■ **PROBLEMA CURTO A**
Por favor, desloque as coordenadas das respostas somando 38 a cada número no trecho das linhas fornecidas que vai da linha que contém "Ground puppy's head" até a última dessas linhas, com as duas pontas incluídas. Reescreva todas essas linhas, pedidos incluídos, sem mexer nos números dos pedidos nem nos da saída esperada.

■ **TRECHO FORNECIDO**
-- -- --

Uma graça de poema: é o modo pelo qual poderíamos nos expressar para
qualificar a presente poesia da grega Melissânti. Redigida num tom espirituoso,
fez-me lembrar certa passagem de uma letra do compositor Caetano Veloso (“Dom
de Iludir”): “Cada um sabe a dor e a delícia de ser o que é”.
O que fazer se baleia e hipopótamo julgam que o “melhor dos mundos possíveis” é
representado ontologicamente pelos seres de suas espécies? De nossa parte,
preferimos a experiência de sermos humanos. Mas há quem prefira ter identidade
com outros animais: ou de outro modo, como caberia a expressão “você é um homem
ou um rato?” (rs).
J.A.R. – H.C.

-- -- --

■ **LINHAS FORNECIDAS**
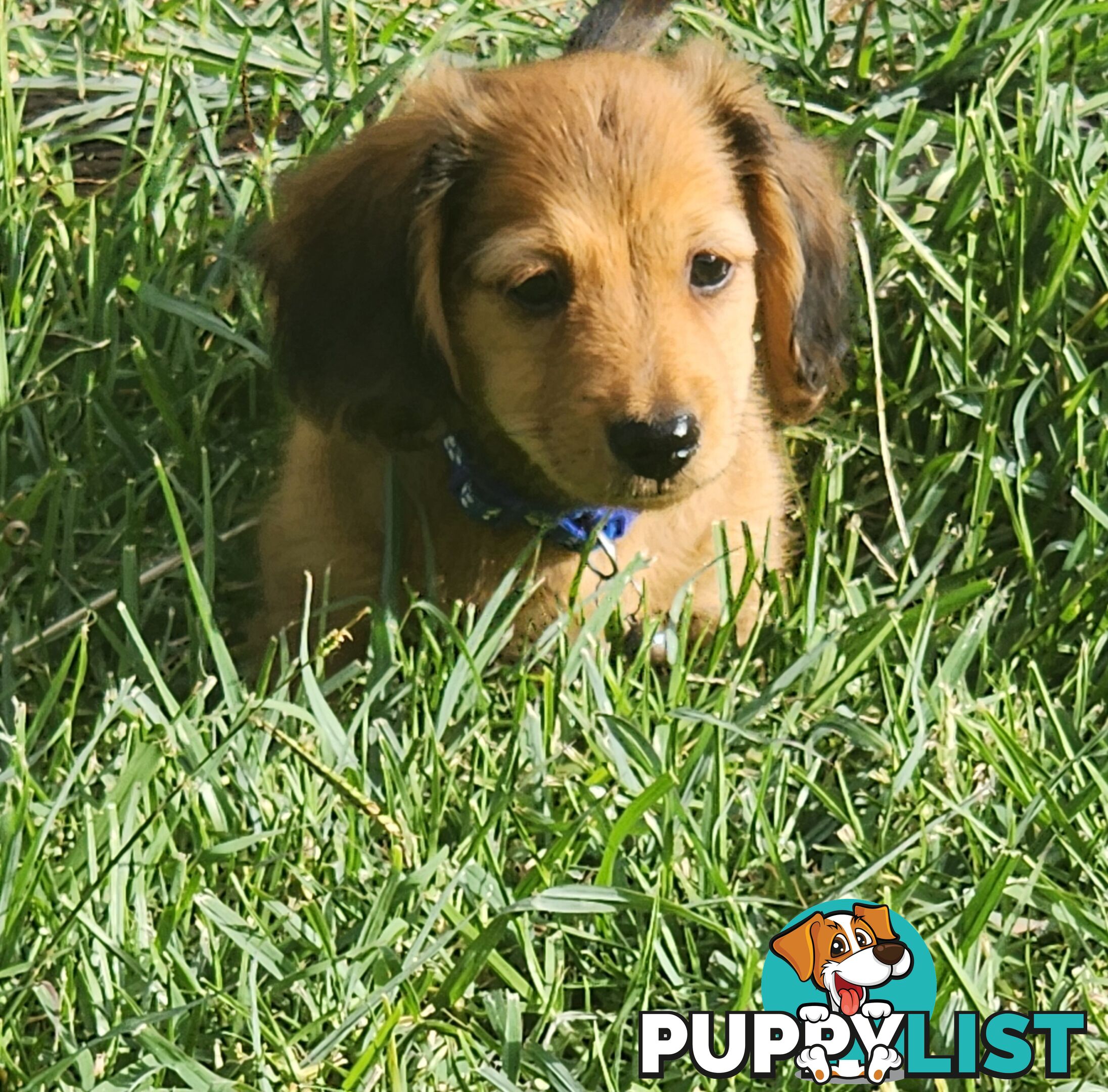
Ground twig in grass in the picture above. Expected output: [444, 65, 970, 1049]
[252, 716, 406, 842]
[853, 219, 919, 576]
[6, 518, 258, 659]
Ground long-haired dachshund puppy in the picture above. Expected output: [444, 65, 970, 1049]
[260, 0, 848, 652]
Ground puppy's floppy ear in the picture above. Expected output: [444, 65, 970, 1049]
[854, 902, 896, 940]
[675, 42, 850, 421]
[769, 910, 823, 982]
[255, 70, 469, 447]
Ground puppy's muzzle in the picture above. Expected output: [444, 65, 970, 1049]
[873, 940, 904, 967]
[608, 414, 700, 481]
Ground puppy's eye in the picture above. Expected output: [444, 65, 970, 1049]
[689, 251, 732, 293]
[507, 269, 565, 315]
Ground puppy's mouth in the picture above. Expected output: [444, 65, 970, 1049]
[835, 971, 865, 1017]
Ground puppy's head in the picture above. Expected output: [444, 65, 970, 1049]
[770, 902, 912, 1017]
[263, 39, 845, 508]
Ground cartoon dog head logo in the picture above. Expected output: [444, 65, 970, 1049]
[762, 899, 935, 1084]
[770, 902, 912, 1017]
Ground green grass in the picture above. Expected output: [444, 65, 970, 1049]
[0, 0, 1108, 1092]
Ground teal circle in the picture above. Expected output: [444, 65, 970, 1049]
[762, 899, 937, 1058]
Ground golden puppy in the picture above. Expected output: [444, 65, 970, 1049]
[260, 0, 848, 652]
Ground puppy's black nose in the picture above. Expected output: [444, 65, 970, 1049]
[873, 940, 904, 967]
[608, 414, 700, 481]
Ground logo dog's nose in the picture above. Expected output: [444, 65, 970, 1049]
[873, 940, 904, 967]
[608, 414, 700, 481]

-- -- --

■ **PROBLEMA CURTO B**
Transcreva do comentário sobre o poema de Melissânti o trecho de "O que fazer" até "J.A.R. – H.C.", sem alterar nada.

■ **RESPOSTA A**
Ground puppy's head in the picture above. Expected output: [444, 65, 970, 1049]
[808, 940, 950, 1055]
[301, 77, 883, 546]
Ground cartoon dog head logo in the picture above. Expected output: [444, 65, 970, 1049]
[800, 937, 973, 1122]
[808, 940, 950, 1055]
Ground green grass in the picture above. Expected output: [444, 65, 970, 1049]
[38, 38, 1146, 1130]
Ground teal circle in the picture above. Expected output: [444, 65, 970, 1049]
[800, 937, 975, 1096]
Ground golden puppy in the picture above. Expected output: [444, 65, 970, 1049]
[298, 38, 886, 690]
Ground puppy's black nose in the picture above. Expected output: [444, 65, 970, 1049]
[911, 978, 942, 1005]
[646, 452, 738, 519]
Ground logo dog's nose in the picture above. Expected output: [444, 65, 970, 1049]
[911, 978, 942, 1005]
[646, 452, 738, 519]

■ **RESPOSTA B**
O que fazer se baleia e hipopótamo julgam que o “melhor dos mundos possíveis” é
representado ontologicamente pelos seres de suas espécies? De nossa parte,
preferimos a experiência de sermos humanos. Mas há quem prefira ter identidade
com outros animais: ou de outro modo, como caberia a expressão “você é um homem
ou um rato?” (rs).
J.A.R. – H.C.